_課題_
下に示す、怪人ファントムが登場する映画の紹介文を、一字一句変えずに全文書き写してもらえますか？

_提示本文_
/---
大迫力のサウンドに鳥肌、哀しくも美しい感情表現にうっとり
なかでも印象に残るのは、怪人ファントムの棲家です。オペラ座の地下に隠されたその場所は幻想的かつ不気味な空間が広がる水の洞窟。仮面の下に隠されたファントムの憎しみと哀しみが積み重ねられた場所でもあります。映画版では劇場版で描かれなかったファントムの出生の秘密も明かされます。
水の反射で光が揺らめくたびに、荒々しさの裏にある繊細な心まで見えてくるようで、彼の表情にくぎ付けになってしまうシーンが多々あり。ファントム役を演じた若き日のジェラルド・バトラーによるロック調のテノールの歌声も耳に残ります。クリスティーヌ役のエミー・ロッサムが奏でる美声とも相性ばっちりです。爽やかイケメン貴族ラウルを演じる3人目の主演パトリック・ウィルソンも実力を発揮し、クリスティーヌを巡る恋の闘いをいい感じに盛り上げます。
そして、感情が高まるシーンで使われるのがフルオーケストラ。総勢100人に上る大迫力のサウンドは鳥肌ものです。誰でも耳にしたことがある名曲が重厚に鳴り響く贅沢さにうっとりします。
加えて、視覚的な贅沢さも味わえてしまいます。2万個に上るフルカットのクリスタルから成る巨大シャンデリアは物語の鍵ともいえる存在で、あのスワロフスキー社が全面的に協力して映画のために作られたもの。スワロフスキー製のクリスタルはクリスティーヌの舞台衣装にも施され、大画面いっぱいにキラキラ感が伝わってきます。
\---
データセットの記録
/---
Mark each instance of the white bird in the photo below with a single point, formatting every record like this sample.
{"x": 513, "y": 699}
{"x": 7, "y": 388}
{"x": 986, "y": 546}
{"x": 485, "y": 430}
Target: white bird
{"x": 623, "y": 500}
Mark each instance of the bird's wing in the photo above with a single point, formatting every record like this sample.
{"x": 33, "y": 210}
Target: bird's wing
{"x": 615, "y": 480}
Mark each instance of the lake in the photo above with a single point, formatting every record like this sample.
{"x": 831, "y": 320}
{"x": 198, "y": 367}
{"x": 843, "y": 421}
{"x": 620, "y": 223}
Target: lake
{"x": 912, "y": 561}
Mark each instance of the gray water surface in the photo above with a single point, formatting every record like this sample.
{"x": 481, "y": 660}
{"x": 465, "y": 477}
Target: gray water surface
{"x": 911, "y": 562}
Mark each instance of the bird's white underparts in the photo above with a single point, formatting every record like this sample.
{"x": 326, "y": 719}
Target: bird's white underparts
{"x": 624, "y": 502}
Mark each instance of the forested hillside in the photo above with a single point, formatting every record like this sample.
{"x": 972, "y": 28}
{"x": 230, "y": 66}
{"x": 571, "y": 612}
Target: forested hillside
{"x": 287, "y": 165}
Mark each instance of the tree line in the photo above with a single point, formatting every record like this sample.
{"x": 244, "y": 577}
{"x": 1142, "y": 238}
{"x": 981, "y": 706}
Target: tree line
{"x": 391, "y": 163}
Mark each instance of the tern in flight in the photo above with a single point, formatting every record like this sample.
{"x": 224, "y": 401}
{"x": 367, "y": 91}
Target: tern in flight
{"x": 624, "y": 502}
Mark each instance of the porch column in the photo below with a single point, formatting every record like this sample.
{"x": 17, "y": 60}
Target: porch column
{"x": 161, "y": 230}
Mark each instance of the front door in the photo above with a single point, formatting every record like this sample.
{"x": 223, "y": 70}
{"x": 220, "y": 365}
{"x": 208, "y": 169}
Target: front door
\---
_解答_
大迫力のサウンドに鳥肌、哀しくも美しい感情表現にうっとり
なかでも印象に残るのは、怪人ファントムの棲家です。オペラ座の地下に隠されたその場所は幻想的かつ不気味な空間が広がる水の洞窟。仮面の下に隠されたファントムの憎しみと哀しみが積み重ねられた場所でもあります。映画版では劇場版で描かれなかったファントムの出生の秘密も明かされます。
水の反射で光が揺らめくたびに、荒々しさの裏にある繊細な心まで見えてくるようで、彼の表情にくぎ付けになってしまうシーンが多々あり。ファントム役を演じた若き日のジェラルド・バトラーによるロック調のテノールの歌声も耳に残ります。クリスティーヌ役のエミー・ロッサムが奏でる美声とも相性ばっちりです。爽やかイケメン貴族ラウルを演じる3人目の主演パトリック・ウィルソンも実力を発揮し、クリスティーヌを巡る恋の闘いをいい感じに盛り上げます。
そして、感情が高まるシーンで使われるのがフルオーケストラ。総勢100人に上る大迫力のサウンドは鳥肌ものです。誰でも耳にしたことがある名曲が重厚に鳴り響く贅沢さにうっとりします。
加えて、視覚的な贅沢さも味わえてしまいます。2万個に上るフルカットのクリスタルから成る巨大シャンデリアは物語の鍵ともいえる存在で、あのスワロフスキー社が全面的に協力して映画のために作られたもの。スワロフスキー製のクリスタルはクリスティーヌの舞台衣装にも施され、大画面いっぱいにキラキラ感が伝わってきます。